## Task objective:
Nothing in the entries below may be altered; print them as they stand.

[Information shown]

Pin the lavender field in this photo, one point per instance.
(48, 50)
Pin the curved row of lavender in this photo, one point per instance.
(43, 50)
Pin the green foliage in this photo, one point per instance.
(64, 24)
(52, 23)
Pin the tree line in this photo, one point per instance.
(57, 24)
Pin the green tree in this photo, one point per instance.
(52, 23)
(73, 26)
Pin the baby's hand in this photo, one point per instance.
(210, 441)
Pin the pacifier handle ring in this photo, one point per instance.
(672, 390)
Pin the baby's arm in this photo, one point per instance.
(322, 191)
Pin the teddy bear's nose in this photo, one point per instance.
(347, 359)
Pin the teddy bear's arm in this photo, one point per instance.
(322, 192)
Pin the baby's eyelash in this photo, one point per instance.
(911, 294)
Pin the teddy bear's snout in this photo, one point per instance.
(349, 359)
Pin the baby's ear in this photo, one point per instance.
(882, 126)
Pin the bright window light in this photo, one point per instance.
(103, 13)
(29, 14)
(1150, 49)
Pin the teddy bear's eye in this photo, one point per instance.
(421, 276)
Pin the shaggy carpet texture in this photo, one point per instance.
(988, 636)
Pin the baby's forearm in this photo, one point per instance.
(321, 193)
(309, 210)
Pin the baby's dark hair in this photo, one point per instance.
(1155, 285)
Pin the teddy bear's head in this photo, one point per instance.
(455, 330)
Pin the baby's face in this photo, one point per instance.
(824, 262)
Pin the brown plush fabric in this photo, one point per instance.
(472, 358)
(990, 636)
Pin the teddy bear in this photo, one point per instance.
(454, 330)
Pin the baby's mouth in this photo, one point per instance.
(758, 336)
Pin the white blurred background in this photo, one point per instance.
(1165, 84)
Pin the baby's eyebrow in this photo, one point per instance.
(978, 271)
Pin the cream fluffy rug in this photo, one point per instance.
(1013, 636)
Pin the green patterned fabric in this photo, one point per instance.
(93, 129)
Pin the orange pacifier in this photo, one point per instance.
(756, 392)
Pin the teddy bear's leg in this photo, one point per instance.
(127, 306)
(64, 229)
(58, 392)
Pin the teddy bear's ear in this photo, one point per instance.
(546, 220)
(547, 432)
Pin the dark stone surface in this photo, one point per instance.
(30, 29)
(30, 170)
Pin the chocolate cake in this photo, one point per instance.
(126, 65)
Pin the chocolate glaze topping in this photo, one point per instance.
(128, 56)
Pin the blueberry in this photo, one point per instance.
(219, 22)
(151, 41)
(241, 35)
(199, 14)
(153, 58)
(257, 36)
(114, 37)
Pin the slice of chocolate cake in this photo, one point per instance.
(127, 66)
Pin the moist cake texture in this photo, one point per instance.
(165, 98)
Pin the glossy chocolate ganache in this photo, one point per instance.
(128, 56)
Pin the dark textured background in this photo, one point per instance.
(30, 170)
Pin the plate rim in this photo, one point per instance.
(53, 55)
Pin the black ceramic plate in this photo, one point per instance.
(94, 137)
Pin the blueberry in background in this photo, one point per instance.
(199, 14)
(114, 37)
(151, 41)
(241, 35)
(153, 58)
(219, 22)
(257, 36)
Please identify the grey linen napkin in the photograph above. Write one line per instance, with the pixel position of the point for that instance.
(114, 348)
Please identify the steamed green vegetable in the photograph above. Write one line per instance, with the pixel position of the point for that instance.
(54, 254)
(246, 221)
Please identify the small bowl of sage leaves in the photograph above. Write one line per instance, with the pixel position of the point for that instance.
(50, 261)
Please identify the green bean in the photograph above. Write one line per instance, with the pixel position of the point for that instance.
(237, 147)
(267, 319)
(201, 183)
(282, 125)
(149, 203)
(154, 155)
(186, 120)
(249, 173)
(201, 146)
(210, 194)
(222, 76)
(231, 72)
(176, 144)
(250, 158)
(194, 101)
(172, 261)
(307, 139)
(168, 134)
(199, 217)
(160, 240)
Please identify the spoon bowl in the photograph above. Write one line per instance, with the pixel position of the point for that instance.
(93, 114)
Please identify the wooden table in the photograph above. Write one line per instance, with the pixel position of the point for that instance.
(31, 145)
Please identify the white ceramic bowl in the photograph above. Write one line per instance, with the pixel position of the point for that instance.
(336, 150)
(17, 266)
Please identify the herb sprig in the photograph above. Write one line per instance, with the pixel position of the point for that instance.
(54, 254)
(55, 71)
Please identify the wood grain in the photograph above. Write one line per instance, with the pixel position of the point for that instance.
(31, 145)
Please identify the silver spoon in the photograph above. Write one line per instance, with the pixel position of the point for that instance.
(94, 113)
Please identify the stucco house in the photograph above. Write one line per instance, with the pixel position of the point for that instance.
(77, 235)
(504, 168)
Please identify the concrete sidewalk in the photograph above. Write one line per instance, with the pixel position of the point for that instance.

[/Information shown]

## Reply to the task:
Pin the lavender field in this photo, one point per instance.
(48, 50)
Pin the curved row of lavender in this photo, one point per instance.
(43, 50)
Pin the green foliage in this photo, one point per instance.
(64, 24)
(52, 23)
Pin the tree line in this photo, one point per instance.
(57, 24)
Pin the green tree in this photo, one point per instance.
(52, 23)
(73, 26)
Pin the baby's hand in this photo, one point per instance.
(210, 441)
Pin the pacifier handle ring in this photo, one point per instance.
(672, 390)
Pin the baby's arm in this photo, one point per instance.
(322, 191)
Pin the teddy bear's nose in this photo, one point per instance.
(347, 359)
Pin the teddy bear's arm in this photo, one point per instance.
(322, 192)
Pin the baby's eyelash in this photo, one point per instance.
(911, 294)
Pin the teddy bear's snout in this photo, one point per instance.
(349, 359)
Pin the baby's ear in this photo, one point per instance.
(882, 126)
Pin the bright window light in this photo, one point per instance.
(103, 13)
(29, 14)
(1150, 49)
Pin the teddy bear's eye in this photo, one point per instance.
(421, 276)
Pin the shaggy carpet texture in this photo, one point per instance.
(988, 636)
Pin the baby's forearm in this photo, one point per instance.
(321, 193)
(309, 210)
Pin the baby's dark hair in this photo, one point per instance.
(1155, 285)
Pin the teddy bear's head in this photo, one point per instance.
(455, 330)
Pin the baby's face in this photo, one point per instance.
(824, 262)
Pin the brown plush fabric in this photo, one point per instance.
(472, 358)
(990, 636)
Pin the teddy bear in this photo, one point per instance.
(454, 330)
Pin the baby's mouth in this photo, one point per instance.
(758, 336)
Pin the white blurred background in this photo, one point per instance.
(1165, 84)
Pin the baby's eyebrow in this photo, one point per instance.
(978, 271)
Pin the cream fluffy rug in this photo, one point per instance.
(1013, 636)
Pin the green patterned fabric in this photo, one point per instance.
(93, 129)
Pin the orange pacifier in this photo, one point per instance.
(756, 392)
Pin the teddy bear's leg in this photo, one point per instance.
(127, 306)
(64, 229)
(58, 392)
Pin the teddy bear's ear in this photo, one point per instance.
(546, 220)
(547, 432)
Pin the dark stone surface in this photo, one point per instance.
(30, 29)
(30, 170)
Pin the chocolate cake in this photo, one point per instance.
(126, 65)
Pin the chocolate glaze topping in this photo, one point per instance.
(128, 56)
Pin the blueberry in this photo, one point per instance.
(219, 22)
(151, 41)
(241, 35)
(199, 14)
(153, 58)
(257, 36)
(114, 37)
Pin the slice of chocolate cake in this photo, one point per instance.
(127, 66)
Pin the moist cake texture in this photo, one point per instance.
(165, 98)
Pin the glossy chocolate ganache in this photo, one point per instance.
(128, 56)
Pin the dark textured background in this photo, one point per instance.
(30, 170)
Pin the plate rim in this photo, one point per instance.
(53, 55)
Pin the black ceramic plate in this photo, one point per instance.
(94, 137)
Pin the blueberry in background in this photo, one point per instance.
(199, 14)
(114, 37)
(151, 41)
(241, 35)
(153, 58)
(219, 22)
(257, 36)
Please identify the grey linen napkin in the photograph above. Write one line per instance, with the pixel position of the point for that instance.
(114, 348)
Please identify the steamed green vegetable in the photograph above. Write one line per instance, with the pixel position of the point for that instance.
(54, 254)
(246, 221)
Please identify the small bowl of sage leaves in the photograph above. Write one line per instance, with the pixel position of the point for that instance.
(50, 261)
Please identify the green bean in the photograph above. Write one line per instance, with the pixel position of the point for that instance.
(237, 147)
(267, 319)
(201, 183)
(282, 125)
(149, 203)
(154, 155)
(186, 120)
(249, 173)
(201, 146)
(210, 194)
(222, 76)
(231, 72)
(176, 144)
(250, 158)
(194, 101)
(172, 261)
(307, 139)
(168, 134)
(199, 217)
(160, 240)
Please identify the spoon bowl in the photograph above. Write one line per instance, with the pixel position of the point for that instance.
(93, 114)
Please identify the wooden table in the photograph above. Write one line per instance, with the pixel position of the point for that instance.
(31, 145)
Please identify the white ceramic bowl in the photograph above. Write one line per instance, with the pixel position of the point for that instance.
(336, 150)
(17, 266)
Please identify the herb sprig in the photograph above. Write one line per instance, with the pixel position of the point for that instance.
(54, 254)
(55, 71)
Please identify the wood grain in the photograph above. Write one line per instance, with the pixel position of the point for that instance.
(31, 145)
Please identify the silver spoon in the photograph above. Write one line per instance, with the pixel position of the point for that instance.
(94, 113)
Please identify the stucco house in the photograph above. Write one line per instance, with the pixel position of the point for that instance.
(77, 235)
(504, 168)
Please identify the concrete sidewalk in the photograph above. Write one line per instance, with the pixel position of the point for that instance.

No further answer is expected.